:: Your instructions ::
Write out, unaltered, each line from the top of the records below down to the line where "phrase -- rudder" appears, that line included.

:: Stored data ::
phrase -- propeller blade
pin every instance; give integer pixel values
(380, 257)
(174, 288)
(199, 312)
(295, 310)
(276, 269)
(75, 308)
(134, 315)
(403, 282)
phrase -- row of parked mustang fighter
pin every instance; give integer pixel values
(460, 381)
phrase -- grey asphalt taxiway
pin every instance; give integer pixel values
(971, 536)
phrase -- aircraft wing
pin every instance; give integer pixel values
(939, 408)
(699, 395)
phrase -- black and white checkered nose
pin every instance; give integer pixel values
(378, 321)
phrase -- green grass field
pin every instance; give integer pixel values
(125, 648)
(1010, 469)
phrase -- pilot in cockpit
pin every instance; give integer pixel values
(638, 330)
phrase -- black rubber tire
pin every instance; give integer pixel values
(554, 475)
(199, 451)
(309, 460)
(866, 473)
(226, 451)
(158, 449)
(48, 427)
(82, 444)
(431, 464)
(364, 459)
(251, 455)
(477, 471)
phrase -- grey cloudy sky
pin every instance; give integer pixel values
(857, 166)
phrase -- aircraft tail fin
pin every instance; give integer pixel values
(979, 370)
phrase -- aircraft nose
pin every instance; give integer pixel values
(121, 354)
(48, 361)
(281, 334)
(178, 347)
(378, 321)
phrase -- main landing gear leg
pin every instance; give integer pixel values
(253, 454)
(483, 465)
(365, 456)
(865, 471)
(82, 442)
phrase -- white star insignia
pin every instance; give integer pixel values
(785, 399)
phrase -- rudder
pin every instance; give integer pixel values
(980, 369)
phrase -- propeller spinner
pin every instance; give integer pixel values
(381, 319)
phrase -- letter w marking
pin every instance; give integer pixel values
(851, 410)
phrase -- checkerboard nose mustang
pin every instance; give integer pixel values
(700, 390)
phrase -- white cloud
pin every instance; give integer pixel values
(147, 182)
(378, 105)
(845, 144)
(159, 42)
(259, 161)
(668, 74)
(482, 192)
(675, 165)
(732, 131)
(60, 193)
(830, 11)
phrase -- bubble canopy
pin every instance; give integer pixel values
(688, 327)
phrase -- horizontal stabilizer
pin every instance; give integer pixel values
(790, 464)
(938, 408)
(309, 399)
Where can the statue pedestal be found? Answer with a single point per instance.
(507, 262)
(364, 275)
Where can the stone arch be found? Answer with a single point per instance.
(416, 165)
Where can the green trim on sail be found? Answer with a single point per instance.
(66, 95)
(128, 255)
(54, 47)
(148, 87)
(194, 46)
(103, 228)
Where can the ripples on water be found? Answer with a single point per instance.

:: Response for this exercise ::
phrase -- propeller blade
pin every instance; give integer pixel values
(380, 257)
(174, 288)
(199, 312)
(295, 310)
(276, 269)
(75, 308)
(134, 315)
(403, 282)
phrase -- row of parked mustang fighter
pin every instance; give integer pixel values
(460, 381)
phrase -- grey asphalt taxiway
pin every instance; give integer pixel values
(971, 536)
phrase -- aircraft wing
pin every instance; give integer pixel values
(939, 408)
(699, 395)
phrase -- black and white checkered nose
pin every instance; give integer pixel values
(378, 321)
phrase -- green grass field
pin every instance; give integer pixel values
(125, 648)
(1010, 469)
phrase -- pilot in cockpit
pin every instance; give integer pixel values
(638, 330)
phrase -- black rubber tire
pin every instance; give integer pixel values
(554, 475)
(199, 451)
(309, 460)
(866, 473)
(226, 451)
(158, 449)
(48, 427)
(82, 444)
(431, 464)
(364, 459)
(251, 455)
(477, 471)
phrase -- grey cloudy sky
pin every instance; give integer pixel values
(857, 166)
phrase -- aircraft tail fin
pin every instance; give integer pixel values
(979, 370)
phrase -- aircraft nose
pin every instance; give integer pixel values
(121, 354)
(48, 361)
(281, 334)
(178, 347)
(378, 321)
phrase -- main landing gear leg
pin every instance; give integer pixel values
(253, 454)
(483, 465)
(365, 456)
(865, 471)
(82, 442)
phrase -- white star insignia
pin every instance; give integer pixel values
(785, 399)
phrase -- rudder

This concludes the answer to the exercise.